**EXERCISE INSTRUCTIONS**
Continue the account of land-based whale and dolphin observation on La Gomera, starting right after its final sentence.

**EXCERPTED PASSAGE**
________________________

Land-based observations of cetaceans

Observation from Gomera’s coast

LandbasedIn 2002 MEER e.V. carried out land-based observations of cetaceans for the first time. Based on a feasibility study we could show that from elevated view points on the coast it is possible to…

  1. generally observe and identify cetaceans
  2. document their interactions with boats
  3. guide whale watching boats to groups of cetaceans

In 2005 we continued the project. We aimed to explore the possibilies: How suitable are the collected data from land-based observations, what sightings can be made and what behavioural data can be collected? The study resulted in a final thesis of a biologist student and you can find the results and summary here.

In 2016 M.E.E.R. set himself the task of building a permanent observation station on La Gomera. We applied for funds and found cooperation partners at Gomera. In November 2016, we conducted successful test runs and land-based observations were documented. By guiding the whale watching boats from aboveaccording to our land-based observations we were able to contribute to a sustainable whale watching management. Finally, IFAW  (International Fund for Animal Welfare), Beatrice-Nolte-Stiftung, GRD and DSM assured  M.E.E.R. e.V. financial support – the project started! In December 2016, the construction of the shelter began and we ordered professional optic equipment. First systematic data collection is planned to start in early 2017.

 

Latest developments (2017-2018):

In springtime 2017, the first permanent platform for the observation of whales and dolphins from land was inaugurated on La Gomera. Once more, M.E.E.R. in this way was pioneering in the context of whale watching & cetacean research in the Canaries.

The new platform is situated on the South coast of the island at a height of approximately 250 m above sea level, and near Valle Gran Rey, the starting point of most whale watching trips. The platform was brought into service by principal investigator Christian Steindorff and Fabian Ritter, president of M.E.E.R., on 04 April, 2017.

The platform, crafted from natural materials, can host several observers and offers a near 180° panoramic view as well as protection from wind and sun radiation. Professional optical equipment is at hand: BIGEYE binoculars (up to 40x magnification) and stabilized Canon handheld binoculars (15x magnification) as well as a monocular telescope (Svarowski Habicht, up to 30x magnification) will facilitate the observations.

________________________

**ENTRIES PROVIDED**
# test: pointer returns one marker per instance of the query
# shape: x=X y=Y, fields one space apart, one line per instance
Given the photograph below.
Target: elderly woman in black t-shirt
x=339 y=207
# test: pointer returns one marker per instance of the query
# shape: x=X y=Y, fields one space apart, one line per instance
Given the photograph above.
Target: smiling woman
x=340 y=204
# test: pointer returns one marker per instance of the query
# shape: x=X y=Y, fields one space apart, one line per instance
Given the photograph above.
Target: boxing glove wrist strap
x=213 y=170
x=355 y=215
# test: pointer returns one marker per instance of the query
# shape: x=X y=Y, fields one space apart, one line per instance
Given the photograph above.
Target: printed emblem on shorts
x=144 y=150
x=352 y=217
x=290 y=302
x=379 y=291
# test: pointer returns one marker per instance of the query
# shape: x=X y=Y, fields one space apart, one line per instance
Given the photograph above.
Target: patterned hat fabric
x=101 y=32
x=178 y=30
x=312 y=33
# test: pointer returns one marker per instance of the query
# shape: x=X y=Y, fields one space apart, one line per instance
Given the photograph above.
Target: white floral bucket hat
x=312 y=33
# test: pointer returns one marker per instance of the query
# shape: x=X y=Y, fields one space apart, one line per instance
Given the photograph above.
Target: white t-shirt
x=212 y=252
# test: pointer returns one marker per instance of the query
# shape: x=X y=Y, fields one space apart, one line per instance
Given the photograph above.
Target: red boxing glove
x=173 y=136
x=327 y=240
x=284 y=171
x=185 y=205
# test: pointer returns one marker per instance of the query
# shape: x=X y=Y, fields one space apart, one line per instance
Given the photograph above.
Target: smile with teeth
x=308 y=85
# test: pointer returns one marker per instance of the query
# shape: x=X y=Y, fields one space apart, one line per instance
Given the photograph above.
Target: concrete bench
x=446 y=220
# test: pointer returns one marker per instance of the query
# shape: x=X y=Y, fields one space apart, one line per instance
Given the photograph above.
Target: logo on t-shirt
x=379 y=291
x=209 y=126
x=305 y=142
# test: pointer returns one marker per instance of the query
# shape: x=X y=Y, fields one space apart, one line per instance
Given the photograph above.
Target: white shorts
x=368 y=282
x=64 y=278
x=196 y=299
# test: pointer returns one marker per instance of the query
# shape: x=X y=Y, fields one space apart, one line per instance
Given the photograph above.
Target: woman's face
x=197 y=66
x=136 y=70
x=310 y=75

________________________

**RESPONSE TO THIS EXERCISE**
Before the first observation sessions were initiated, M.E.E.R. met with all local whale watching operators so as to present and discuss the setup and the goals of the platform. This facilitated the subsequent collaboration, i.e. the communication between the platform and the vessels at sea.Until to date, a large number of sightings were documented from land, and increasingly whale watching vessels are guided towards cetacean groups. In the end, however, it shall be the dolphins and whales inhabiting the area benefiting from these activities, by an improved channeling of the whale watching tourism.

In 2018, we published the first results of our systematic observations as a conference poster: {LINK ECS Poster 2018}

This project is realised through funding from IFAW, Beatrice-Nolte-Stiftung , GRD , DSM and TUI Cruises.

 

 

 

 

 

 

 

 

 

 

 

 

 

 

Background information

Already back in 2002, M.E.E.R. realized the first systematic land-based observation of cetaceans. A feasibility study (Smit et. al 2003) and other investigations that followed (Sollfrank & Ritter 2012) could underpin the original assumption that land-based observations from La Gomera’s coastline are indeed feasible and hence can greatly contribute to science.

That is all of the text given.